(Dataset records about object locations)
━━━━━━

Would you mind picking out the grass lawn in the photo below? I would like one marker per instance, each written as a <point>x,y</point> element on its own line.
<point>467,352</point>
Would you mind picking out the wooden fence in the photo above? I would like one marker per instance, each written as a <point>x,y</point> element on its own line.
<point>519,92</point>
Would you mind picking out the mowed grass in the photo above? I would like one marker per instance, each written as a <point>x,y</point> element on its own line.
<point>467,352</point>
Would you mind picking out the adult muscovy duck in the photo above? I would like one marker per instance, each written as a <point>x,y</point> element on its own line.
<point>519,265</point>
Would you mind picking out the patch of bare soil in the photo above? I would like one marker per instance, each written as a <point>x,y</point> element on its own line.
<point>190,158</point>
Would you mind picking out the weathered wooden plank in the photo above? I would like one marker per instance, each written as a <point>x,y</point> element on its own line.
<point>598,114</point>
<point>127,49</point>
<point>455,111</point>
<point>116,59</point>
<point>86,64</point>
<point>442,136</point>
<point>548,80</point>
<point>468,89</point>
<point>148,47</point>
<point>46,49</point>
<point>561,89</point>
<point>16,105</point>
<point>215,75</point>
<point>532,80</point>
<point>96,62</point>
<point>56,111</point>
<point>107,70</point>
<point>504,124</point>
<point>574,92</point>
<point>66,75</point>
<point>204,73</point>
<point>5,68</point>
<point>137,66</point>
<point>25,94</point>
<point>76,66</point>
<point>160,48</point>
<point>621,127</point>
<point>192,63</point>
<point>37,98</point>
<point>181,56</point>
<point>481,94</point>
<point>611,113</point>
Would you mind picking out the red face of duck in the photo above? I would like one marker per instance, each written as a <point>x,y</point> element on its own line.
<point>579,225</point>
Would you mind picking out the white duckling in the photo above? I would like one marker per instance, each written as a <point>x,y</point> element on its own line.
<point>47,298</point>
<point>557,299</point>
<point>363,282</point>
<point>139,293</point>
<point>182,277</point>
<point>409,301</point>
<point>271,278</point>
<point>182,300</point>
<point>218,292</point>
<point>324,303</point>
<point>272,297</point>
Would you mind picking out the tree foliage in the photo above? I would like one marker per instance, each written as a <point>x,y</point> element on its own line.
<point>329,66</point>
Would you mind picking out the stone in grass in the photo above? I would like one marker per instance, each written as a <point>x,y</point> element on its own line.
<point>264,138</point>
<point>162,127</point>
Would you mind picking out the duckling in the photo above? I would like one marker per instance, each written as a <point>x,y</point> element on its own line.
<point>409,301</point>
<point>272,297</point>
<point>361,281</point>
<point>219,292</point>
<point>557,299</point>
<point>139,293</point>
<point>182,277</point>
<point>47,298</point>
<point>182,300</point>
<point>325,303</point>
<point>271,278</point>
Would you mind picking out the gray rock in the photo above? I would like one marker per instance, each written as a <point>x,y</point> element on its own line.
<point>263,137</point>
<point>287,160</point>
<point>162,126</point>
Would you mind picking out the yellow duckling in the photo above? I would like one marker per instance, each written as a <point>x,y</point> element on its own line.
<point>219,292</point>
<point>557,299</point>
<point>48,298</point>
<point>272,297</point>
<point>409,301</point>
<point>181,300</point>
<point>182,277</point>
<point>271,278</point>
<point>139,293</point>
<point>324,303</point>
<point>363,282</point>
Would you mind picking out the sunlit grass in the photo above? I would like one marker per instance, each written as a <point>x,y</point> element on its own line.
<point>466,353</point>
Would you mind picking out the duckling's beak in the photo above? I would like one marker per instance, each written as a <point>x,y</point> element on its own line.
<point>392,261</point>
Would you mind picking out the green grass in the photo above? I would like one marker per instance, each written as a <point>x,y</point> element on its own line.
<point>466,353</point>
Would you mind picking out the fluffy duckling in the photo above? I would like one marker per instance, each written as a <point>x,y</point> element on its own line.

━━━━━━

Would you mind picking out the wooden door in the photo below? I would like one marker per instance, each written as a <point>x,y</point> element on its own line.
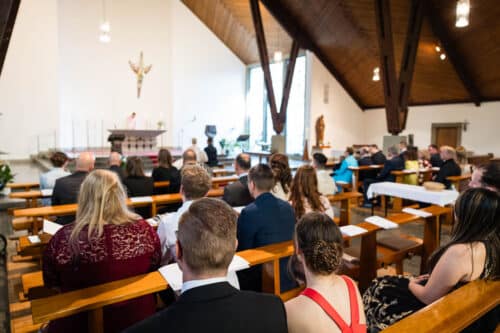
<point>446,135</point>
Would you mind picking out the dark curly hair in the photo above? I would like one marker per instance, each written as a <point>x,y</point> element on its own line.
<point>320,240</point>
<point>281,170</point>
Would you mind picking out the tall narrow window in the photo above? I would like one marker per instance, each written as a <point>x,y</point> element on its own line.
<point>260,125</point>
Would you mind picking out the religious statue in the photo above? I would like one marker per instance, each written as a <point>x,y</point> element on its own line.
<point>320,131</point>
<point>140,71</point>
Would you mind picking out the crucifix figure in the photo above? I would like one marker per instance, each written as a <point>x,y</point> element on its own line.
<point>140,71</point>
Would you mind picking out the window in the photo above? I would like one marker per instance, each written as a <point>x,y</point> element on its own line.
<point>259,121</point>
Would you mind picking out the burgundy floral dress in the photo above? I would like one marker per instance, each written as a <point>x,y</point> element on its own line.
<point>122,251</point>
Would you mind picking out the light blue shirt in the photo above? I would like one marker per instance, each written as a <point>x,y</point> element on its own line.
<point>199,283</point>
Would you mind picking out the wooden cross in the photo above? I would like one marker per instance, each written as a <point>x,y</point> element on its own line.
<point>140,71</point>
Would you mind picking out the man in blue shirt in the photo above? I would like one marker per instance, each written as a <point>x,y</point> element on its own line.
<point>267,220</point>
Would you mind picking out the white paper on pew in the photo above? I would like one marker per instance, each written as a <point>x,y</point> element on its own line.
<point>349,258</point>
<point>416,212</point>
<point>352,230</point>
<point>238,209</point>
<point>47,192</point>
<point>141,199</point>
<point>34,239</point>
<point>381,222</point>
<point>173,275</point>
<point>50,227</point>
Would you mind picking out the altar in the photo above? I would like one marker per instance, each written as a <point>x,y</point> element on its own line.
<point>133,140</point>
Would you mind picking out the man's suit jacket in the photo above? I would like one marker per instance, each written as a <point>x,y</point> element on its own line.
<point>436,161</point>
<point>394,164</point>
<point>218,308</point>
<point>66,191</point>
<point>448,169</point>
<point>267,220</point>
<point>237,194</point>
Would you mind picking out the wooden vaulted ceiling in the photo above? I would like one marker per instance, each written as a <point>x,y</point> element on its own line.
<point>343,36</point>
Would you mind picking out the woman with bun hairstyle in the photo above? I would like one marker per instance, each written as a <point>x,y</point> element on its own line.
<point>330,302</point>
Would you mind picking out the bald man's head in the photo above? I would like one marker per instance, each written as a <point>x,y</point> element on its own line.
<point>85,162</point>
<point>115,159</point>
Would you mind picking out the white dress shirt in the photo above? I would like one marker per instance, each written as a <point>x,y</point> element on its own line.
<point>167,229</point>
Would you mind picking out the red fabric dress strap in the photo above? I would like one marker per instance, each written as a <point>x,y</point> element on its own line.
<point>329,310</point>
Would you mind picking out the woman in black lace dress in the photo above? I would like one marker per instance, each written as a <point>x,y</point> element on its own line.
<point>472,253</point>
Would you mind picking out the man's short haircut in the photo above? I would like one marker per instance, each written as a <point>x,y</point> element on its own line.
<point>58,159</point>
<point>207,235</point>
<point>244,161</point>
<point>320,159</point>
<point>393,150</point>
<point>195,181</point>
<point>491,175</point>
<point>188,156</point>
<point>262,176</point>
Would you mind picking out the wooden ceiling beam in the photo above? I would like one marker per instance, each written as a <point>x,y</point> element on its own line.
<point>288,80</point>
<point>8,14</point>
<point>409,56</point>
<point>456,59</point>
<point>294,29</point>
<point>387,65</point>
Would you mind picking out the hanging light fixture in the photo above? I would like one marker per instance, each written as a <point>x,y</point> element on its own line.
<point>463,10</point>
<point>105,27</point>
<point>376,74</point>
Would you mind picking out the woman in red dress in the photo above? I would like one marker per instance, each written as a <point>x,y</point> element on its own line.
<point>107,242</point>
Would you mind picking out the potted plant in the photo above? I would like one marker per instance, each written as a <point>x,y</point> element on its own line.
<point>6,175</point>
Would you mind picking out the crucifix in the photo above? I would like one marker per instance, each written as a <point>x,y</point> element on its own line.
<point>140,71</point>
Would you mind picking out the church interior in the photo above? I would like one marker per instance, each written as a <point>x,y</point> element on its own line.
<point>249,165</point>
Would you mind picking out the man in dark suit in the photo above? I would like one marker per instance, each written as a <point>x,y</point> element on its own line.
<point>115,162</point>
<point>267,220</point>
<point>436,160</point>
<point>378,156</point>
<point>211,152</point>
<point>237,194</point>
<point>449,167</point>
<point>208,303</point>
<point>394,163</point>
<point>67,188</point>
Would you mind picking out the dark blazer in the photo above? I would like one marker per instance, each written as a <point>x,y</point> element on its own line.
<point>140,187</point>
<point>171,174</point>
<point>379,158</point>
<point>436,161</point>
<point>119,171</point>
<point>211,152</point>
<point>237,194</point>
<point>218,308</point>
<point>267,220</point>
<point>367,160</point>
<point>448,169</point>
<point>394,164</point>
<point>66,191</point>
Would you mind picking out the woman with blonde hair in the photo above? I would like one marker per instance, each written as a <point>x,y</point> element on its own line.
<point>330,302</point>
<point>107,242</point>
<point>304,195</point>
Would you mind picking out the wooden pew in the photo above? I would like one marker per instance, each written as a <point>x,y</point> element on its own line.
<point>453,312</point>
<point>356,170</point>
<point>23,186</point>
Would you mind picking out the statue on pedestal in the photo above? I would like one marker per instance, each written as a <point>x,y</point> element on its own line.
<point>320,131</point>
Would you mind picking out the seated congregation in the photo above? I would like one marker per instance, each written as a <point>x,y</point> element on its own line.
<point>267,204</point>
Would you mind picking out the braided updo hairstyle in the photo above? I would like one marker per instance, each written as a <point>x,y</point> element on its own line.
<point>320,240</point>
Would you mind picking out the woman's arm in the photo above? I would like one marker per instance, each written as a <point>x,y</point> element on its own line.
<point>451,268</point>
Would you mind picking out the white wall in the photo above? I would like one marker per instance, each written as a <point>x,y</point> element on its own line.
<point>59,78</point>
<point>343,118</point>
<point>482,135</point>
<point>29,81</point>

━━━━━━

__Problem details__: Recast everything from the line containing "Would you mind picking out the wooden ceiling" down to the line containing "<point>456,59</point>" as a JSON list of strings, one string per line, leaving out any blank lines.

__Answer below__:
[
  "Would you mind picking out the wooden ceiling beam in the photo above? I would like one marker per instance, each written as a <point>x,y</point> element on its own line.",
  "<point>288,80</point>",
  "<point>8,14</point>",
  "<point>409,56</point>",
  "<point>456,59</point>"
]